### EXERCISE DIRECTIONS:
Begin at the line that has "On this screenshot, the green" and stop after the line that has "[470,174,513,217]". Write those items out again with "jersey" changed to "shirt" and nothing else altered.

### SOURCE DATA:
========
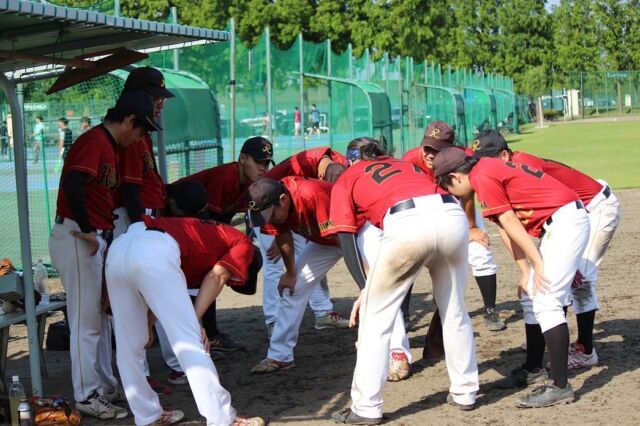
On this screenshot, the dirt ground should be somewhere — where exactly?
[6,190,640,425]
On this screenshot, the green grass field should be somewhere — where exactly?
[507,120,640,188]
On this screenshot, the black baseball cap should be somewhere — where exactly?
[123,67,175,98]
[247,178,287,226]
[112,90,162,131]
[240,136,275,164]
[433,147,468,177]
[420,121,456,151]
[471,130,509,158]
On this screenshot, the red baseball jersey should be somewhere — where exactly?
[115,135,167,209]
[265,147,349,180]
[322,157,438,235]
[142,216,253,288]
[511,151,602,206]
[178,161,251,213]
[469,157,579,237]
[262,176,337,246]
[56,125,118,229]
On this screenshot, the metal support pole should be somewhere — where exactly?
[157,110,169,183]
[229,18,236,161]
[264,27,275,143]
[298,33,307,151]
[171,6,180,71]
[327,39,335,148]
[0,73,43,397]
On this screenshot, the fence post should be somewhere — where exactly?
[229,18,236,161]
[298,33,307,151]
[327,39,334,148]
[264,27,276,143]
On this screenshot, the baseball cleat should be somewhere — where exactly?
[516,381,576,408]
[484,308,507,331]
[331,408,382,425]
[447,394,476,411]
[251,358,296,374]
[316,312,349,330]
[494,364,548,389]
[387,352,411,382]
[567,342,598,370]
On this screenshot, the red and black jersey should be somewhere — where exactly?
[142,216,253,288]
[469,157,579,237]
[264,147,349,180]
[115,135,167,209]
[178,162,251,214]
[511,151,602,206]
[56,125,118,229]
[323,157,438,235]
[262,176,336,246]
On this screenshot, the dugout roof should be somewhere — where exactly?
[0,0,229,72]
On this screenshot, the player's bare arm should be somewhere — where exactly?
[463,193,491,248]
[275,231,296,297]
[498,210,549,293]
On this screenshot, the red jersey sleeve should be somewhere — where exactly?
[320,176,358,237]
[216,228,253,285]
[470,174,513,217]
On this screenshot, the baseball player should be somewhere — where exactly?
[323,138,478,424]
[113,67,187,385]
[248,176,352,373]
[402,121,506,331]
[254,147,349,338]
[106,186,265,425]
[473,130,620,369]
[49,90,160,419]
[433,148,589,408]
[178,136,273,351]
========
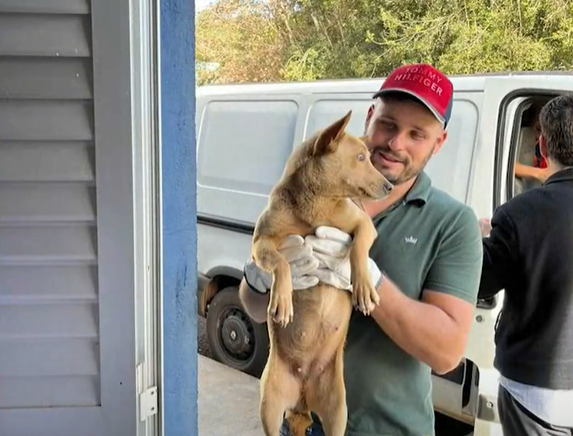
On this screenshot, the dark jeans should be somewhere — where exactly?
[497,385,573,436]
========
### SOLUTION:
On this screenshot, the green grass field should be somewhere — where exactly?
[507,120,640,188]
On this screenshot, the black baseball cap should be somewhere — where exactly?
[123,67,175,98]
[247,178,287,226]
[112,90,162,131]
[240,136,275,164]
[433,147,468,177]
[420,121,456,151]
[471,130,509,158]
On this screenshot, the red baseball shirt should be somewhere — where exactly?
[115,135,167,209]
[265,147,349,180]
[322,157,438,235]
[142,216,253,288]
[511,151,602,206]
[178,161,251,213]
[469,157,579,237]
[262,176,337,246]
[56,125,118,229]
On this screenshot, the metal support pole should be somewhere — where exactly?
[157,110,169,183]
[229,18,236,161]
[264,27,275,143]
[298,33,307,151]
[171,6,180,71]
[327,39,335,148]
[0,73,43,397]
On this screenshot, the fence post should be somewhere — where exactly?
[229,18,236,161]
[298,33,307,151]
[327,39,334,148]
[264,27,276,143]
On this screenshot, the baseball cleat should be somewhere — where exactly?
[516,381,576,408]
[484,308,507,331]
[331,408,382,425]
[447,394,476,411]
[251,358,296,374]
[316,312,349,330]
[494,364,548,389]
[387,352,411,382]
[567,342,598,370]
On this screenshot, the red and black shirt should be somewhere — where exactly?
[142,216,253,288]
[469,157,579,237]
[264,147,349,180]
[115,135,167,209]
[178,162,251,214]
[511,151,602,206]
[56,125,118,229]
[323,157,438,235]
[262,176,336,246]
On this screenshot, the dugout roof should be somewhere — where exactly?
[0,0,229,72]
On this screenshot, the player's bare arm should be somewhere — where exactly?
[463,193,491,248]
[275,231,296,297]
[498,210,549,293]
On this screenshot, the red shirt sleeve should be somewhere — where exactly?
[320,176,358,237]
[216,228,253,285]
[470,174,513,217]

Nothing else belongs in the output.